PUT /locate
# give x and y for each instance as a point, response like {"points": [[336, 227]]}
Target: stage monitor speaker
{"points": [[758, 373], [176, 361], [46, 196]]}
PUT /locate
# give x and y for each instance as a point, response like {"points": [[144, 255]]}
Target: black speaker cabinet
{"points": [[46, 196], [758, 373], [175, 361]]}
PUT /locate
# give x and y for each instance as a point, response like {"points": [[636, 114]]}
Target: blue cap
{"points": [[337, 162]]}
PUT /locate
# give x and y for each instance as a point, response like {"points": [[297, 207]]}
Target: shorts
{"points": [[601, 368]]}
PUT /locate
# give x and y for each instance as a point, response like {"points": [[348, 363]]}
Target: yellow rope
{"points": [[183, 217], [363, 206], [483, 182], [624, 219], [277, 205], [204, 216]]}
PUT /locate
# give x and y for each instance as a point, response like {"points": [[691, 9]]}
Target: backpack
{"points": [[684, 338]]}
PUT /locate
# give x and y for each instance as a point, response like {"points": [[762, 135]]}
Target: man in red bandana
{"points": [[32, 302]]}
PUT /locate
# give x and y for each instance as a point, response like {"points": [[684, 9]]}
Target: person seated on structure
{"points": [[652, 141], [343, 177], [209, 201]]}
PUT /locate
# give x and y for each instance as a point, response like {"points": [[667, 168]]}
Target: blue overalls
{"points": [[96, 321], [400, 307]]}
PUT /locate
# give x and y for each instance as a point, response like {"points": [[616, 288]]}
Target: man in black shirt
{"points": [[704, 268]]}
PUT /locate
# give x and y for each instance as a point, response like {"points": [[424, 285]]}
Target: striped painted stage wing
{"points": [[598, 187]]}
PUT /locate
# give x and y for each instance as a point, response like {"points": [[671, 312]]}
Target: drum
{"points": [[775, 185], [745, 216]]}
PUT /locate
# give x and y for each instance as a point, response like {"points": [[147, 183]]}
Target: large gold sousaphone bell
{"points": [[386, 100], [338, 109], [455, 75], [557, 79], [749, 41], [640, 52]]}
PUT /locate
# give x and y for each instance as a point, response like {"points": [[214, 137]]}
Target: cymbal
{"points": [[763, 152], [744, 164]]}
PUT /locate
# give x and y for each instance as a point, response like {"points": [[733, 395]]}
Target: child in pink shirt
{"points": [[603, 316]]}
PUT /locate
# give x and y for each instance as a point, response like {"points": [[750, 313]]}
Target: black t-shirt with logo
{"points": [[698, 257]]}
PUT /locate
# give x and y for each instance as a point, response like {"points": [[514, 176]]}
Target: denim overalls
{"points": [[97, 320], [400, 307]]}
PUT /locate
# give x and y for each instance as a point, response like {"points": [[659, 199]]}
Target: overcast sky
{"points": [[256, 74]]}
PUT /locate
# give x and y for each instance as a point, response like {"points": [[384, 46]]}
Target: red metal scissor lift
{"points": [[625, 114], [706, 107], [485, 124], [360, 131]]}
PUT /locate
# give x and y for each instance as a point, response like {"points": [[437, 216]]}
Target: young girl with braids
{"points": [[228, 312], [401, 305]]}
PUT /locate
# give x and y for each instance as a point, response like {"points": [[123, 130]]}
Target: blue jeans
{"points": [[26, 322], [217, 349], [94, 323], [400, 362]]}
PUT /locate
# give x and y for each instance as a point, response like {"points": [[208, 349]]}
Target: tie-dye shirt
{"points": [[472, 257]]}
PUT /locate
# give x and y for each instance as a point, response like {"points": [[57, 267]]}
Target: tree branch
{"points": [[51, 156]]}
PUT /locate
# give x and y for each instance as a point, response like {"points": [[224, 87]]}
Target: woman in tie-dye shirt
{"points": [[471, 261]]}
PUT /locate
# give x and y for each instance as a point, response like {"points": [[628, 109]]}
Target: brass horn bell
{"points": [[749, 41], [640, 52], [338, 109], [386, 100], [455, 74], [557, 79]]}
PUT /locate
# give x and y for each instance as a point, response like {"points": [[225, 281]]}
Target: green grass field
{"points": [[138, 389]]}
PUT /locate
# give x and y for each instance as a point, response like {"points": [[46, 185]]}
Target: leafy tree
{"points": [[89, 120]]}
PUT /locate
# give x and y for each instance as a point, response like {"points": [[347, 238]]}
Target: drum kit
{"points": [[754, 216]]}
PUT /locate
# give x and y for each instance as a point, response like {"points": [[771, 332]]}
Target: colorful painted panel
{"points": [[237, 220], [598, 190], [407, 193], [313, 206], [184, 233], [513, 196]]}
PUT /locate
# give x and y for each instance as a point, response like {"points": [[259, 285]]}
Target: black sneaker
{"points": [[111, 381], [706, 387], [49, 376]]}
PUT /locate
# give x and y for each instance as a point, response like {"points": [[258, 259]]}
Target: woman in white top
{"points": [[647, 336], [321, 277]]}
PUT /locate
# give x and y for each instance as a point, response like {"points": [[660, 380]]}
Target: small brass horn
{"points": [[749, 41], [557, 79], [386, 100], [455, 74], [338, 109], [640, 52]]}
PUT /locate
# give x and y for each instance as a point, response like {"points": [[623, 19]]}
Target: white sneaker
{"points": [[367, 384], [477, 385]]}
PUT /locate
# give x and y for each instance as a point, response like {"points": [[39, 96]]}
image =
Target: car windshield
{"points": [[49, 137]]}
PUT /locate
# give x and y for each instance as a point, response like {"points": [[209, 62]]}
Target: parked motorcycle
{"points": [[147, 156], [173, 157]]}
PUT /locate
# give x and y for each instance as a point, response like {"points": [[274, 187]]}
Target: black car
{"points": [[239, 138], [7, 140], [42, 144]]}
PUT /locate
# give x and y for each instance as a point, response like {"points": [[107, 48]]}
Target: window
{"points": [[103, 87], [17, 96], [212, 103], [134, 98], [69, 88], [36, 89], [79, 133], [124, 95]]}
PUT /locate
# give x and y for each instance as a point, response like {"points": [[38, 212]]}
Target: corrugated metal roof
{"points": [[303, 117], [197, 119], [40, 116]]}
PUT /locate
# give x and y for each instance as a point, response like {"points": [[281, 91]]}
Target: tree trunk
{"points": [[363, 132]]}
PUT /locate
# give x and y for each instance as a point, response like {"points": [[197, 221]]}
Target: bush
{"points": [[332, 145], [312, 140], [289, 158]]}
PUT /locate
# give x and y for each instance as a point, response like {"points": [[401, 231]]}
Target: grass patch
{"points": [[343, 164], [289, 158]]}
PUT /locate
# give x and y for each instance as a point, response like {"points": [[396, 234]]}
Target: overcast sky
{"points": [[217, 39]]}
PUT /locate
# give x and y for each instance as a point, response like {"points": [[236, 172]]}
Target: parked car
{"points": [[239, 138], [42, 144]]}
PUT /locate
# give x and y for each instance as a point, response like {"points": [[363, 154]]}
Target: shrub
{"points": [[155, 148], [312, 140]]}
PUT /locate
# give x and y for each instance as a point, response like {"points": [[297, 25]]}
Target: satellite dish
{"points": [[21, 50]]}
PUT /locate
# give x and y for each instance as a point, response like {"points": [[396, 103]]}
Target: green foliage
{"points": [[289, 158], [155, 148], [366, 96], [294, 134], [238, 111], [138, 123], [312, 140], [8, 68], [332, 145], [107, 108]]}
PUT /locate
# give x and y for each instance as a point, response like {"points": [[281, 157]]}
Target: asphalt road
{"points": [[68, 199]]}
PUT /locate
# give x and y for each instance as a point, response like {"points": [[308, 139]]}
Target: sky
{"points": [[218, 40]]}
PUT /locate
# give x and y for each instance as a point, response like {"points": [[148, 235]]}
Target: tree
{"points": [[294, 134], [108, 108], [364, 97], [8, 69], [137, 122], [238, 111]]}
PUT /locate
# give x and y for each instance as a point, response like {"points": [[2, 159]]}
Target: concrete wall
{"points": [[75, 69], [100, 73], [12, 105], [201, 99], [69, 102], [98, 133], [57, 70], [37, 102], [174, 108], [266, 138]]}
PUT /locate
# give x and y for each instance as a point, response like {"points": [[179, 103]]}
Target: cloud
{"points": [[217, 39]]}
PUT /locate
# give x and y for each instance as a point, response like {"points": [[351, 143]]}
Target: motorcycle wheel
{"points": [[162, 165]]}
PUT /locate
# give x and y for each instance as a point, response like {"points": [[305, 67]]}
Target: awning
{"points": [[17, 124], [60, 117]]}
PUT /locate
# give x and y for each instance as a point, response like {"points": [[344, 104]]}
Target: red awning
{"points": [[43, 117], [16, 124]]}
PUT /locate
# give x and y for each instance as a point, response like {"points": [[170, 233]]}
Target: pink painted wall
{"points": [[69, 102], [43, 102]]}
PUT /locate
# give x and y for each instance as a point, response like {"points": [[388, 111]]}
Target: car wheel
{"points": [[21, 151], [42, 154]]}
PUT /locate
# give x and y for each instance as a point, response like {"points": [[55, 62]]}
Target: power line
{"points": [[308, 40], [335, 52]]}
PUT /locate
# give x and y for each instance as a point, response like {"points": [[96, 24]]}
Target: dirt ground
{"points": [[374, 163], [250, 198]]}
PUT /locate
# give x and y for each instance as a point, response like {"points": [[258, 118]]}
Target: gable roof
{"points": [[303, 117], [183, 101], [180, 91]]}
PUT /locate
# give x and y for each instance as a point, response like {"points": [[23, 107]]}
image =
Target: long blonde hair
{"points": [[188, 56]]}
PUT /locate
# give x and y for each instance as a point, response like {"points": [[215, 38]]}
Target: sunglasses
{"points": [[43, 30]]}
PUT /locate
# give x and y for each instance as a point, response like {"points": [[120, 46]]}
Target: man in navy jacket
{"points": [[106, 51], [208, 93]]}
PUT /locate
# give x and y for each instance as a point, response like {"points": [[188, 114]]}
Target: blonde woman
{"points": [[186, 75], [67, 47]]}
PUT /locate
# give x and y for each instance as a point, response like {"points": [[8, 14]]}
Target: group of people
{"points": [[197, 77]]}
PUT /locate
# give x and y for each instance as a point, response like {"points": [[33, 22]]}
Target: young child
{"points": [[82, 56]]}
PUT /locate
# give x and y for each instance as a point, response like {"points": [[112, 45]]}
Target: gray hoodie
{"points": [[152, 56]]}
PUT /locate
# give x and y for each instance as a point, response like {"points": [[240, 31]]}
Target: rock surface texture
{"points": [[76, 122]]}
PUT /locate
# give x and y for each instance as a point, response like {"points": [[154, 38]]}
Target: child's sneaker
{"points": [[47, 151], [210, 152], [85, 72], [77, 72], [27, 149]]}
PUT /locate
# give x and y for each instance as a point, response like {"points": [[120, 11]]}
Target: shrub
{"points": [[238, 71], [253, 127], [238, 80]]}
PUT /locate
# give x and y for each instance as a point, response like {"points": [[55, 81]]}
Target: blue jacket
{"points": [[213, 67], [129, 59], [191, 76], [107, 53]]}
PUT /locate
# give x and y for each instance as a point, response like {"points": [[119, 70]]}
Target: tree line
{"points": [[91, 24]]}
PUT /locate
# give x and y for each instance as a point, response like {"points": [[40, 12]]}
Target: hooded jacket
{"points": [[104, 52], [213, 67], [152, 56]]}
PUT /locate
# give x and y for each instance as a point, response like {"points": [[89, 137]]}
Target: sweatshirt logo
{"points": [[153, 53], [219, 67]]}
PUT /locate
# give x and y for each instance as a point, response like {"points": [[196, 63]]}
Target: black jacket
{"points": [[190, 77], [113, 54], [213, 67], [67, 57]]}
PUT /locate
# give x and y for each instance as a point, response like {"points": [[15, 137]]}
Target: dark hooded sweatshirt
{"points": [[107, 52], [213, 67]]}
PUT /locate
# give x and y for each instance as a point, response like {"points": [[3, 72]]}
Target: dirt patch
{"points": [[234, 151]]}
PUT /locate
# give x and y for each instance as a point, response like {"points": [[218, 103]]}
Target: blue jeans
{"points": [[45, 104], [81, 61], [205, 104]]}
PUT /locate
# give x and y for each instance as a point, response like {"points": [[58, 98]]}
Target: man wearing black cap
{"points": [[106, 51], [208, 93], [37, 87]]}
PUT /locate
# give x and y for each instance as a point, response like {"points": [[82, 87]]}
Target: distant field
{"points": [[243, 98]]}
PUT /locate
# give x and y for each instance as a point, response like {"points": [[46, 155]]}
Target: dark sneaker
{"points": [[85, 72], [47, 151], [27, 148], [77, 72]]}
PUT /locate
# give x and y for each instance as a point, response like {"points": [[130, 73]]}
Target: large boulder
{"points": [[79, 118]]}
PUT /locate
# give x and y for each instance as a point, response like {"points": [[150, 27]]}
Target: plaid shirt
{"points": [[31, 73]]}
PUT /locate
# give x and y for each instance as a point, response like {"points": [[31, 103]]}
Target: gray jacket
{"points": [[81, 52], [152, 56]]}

— Stated goal —
Count the lines of data above that contain the string "dirt", and give only the number.

— Completed task —
2